** start of Data for the task **

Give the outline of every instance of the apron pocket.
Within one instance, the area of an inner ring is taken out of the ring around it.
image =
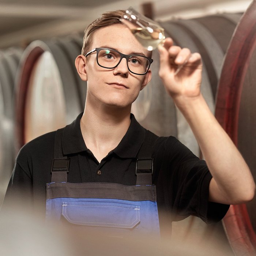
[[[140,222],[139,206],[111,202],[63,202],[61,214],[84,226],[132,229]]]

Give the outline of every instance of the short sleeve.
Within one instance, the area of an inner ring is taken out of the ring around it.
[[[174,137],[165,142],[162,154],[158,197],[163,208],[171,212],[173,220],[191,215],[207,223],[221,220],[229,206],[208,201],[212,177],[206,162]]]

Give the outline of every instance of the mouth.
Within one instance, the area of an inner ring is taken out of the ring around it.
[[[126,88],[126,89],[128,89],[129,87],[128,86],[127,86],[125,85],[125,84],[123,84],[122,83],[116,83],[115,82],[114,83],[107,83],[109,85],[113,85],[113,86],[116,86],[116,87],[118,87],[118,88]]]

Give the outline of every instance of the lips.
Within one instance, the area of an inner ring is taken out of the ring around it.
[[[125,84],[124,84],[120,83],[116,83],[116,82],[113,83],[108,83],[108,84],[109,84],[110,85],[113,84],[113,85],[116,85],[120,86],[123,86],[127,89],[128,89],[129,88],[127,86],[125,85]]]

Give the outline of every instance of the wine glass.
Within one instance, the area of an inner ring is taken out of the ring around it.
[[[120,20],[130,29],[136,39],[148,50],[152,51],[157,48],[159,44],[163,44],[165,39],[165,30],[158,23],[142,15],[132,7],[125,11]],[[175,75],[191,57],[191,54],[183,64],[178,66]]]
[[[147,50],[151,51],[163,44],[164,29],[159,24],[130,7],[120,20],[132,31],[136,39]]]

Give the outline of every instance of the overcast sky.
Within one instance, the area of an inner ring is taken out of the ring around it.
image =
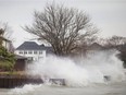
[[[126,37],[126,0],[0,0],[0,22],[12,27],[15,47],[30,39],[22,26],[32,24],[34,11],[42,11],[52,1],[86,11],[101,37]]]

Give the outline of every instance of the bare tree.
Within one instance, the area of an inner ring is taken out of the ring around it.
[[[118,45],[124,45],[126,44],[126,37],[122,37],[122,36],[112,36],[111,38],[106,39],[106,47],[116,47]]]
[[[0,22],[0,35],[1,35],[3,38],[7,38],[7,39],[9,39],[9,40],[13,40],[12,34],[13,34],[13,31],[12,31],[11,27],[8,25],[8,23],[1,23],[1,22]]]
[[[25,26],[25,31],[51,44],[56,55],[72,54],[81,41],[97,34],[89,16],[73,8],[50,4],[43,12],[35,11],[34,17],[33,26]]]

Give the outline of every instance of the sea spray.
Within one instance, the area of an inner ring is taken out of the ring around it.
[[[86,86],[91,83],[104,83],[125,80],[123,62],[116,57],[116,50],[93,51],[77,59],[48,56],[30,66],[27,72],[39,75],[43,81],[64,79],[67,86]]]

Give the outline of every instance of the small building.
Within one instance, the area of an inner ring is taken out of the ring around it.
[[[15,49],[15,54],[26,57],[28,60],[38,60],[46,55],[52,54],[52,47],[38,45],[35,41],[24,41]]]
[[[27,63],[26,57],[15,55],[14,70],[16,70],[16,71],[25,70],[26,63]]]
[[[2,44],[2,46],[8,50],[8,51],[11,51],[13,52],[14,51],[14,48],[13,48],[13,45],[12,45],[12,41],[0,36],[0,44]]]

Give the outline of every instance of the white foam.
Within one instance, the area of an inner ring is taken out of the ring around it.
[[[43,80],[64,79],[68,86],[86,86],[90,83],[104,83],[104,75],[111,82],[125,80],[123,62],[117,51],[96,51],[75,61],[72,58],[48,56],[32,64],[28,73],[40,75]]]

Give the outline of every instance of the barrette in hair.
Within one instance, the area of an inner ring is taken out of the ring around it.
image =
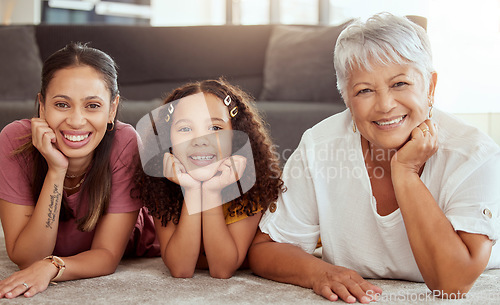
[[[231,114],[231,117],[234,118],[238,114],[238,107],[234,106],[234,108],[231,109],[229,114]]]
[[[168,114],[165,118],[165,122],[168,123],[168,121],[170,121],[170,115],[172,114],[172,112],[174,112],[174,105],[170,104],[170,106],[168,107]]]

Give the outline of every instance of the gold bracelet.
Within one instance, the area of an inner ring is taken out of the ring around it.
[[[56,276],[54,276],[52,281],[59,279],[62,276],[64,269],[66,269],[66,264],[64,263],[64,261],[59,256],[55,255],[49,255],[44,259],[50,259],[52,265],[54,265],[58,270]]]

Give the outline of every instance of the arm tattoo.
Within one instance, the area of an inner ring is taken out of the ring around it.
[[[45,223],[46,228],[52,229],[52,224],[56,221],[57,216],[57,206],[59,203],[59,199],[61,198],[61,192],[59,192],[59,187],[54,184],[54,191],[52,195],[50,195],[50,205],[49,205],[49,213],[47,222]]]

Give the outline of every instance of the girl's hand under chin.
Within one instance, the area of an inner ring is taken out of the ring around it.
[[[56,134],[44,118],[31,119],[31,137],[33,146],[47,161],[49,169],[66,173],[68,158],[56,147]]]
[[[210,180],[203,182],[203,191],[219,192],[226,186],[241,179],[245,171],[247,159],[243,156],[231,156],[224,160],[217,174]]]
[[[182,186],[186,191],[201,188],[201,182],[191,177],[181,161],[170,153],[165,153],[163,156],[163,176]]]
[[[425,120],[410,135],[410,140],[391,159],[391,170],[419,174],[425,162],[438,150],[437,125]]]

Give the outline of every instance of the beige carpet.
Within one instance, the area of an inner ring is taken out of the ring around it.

** end of Data for the task **
** start of Data for the task **

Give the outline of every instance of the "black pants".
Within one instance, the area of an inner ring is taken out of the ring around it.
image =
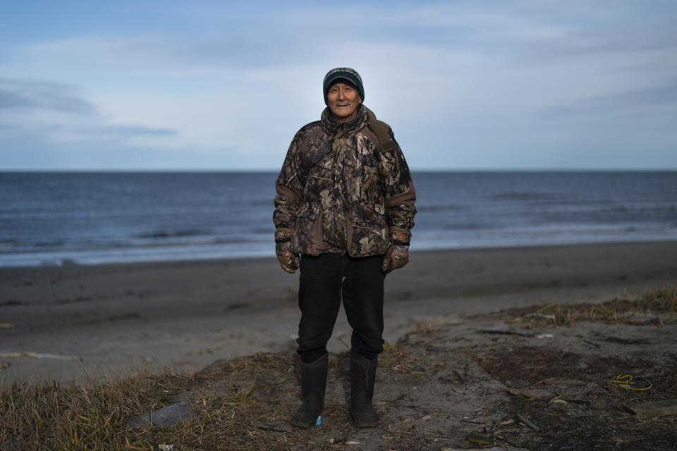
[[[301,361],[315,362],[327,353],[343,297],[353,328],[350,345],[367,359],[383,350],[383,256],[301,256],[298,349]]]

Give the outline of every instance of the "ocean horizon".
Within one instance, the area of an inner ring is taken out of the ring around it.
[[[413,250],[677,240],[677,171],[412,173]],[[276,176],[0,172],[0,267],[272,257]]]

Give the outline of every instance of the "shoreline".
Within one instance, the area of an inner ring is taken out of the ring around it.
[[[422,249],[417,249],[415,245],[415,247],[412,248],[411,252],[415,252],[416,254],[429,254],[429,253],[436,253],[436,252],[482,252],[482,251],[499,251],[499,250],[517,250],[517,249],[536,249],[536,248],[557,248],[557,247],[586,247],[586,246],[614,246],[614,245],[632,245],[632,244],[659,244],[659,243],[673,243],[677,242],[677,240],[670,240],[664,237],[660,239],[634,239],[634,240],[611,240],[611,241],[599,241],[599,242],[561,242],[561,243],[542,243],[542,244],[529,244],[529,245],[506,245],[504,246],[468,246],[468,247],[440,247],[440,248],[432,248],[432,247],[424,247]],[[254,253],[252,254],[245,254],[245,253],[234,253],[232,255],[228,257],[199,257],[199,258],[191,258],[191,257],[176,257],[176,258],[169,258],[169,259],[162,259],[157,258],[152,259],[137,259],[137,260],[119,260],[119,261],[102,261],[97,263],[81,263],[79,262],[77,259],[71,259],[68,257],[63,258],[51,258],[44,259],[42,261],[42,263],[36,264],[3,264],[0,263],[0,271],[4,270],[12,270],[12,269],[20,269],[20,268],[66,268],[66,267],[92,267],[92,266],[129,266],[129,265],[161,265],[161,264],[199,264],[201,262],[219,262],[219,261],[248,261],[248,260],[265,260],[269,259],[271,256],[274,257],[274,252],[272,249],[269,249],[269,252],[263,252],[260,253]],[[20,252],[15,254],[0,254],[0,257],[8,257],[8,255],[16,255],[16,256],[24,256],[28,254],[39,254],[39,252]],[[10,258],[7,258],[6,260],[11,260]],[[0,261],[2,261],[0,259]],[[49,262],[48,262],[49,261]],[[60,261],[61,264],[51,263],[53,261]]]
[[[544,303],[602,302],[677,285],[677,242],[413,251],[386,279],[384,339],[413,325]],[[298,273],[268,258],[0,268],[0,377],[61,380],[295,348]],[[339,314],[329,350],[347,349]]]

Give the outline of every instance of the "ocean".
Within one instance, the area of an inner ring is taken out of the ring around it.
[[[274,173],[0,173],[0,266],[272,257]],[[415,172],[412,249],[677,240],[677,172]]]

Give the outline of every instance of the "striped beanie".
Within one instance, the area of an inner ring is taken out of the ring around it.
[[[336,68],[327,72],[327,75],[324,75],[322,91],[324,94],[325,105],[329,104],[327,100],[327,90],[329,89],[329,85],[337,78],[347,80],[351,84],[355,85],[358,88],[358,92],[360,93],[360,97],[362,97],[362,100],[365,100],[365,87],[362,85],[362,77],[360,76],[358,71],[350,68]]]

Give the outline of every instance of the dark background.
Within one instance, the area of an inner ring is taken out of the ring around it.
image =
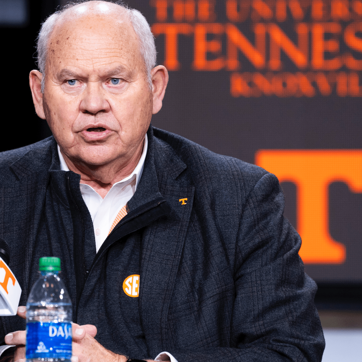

** end of Data for the task **
** start of Data for the task **

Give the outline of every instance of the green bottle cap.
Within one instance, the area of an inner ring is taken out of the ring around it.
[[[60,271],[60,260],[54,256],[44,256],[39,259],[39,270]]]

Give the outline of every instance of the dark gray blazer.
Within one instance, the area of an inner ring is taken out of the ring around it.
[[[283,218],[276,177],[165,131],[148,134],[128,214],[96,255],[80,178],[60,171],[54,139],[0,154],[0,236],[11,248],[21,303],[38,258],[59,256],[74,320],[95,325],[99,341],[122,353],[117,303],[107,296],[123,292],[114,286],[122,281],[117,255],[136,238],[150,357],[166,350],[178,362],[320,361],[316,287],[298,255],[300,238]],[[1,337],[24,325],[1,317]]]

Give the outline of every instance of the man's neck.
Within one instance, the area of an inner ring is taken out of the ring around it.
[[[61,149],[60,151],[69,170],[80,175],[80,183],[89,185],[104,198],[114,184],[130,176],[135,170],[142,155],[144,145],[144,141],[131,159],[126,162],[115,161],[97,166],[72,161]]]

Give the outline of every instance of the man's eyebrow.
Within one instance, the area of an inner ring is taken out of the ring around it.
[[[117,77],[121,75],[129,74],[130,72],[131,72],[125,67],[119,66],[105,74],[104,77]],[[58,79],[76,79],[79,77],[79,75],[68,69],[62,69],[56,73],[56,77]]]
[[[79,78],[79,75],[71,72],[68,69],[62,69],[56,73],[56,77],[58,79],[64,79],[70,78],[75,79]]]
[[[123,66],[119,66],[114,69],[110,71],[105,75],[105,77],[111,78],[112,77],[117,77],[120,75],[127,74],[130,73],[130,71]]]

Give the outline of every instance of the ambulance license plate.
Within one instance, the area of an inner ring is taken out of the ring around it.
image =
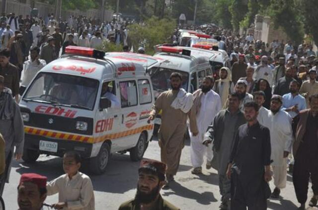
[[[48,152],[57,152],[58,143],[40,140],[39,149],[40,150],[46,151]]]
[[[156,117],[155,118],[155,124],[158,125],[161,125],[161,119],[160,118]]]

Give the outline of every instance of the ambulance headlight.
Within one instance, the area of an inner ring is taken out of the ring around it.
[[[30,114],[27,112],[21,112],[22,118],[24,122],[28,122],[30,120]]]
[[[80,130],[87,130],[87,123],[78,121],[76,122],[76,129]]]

** end of Data for the task **

Gather every line of the records that contains the word "dark".

Problem solution:
Give the outline of every instance of the dark background.
Give the outline of every instance of the dark gray blazer.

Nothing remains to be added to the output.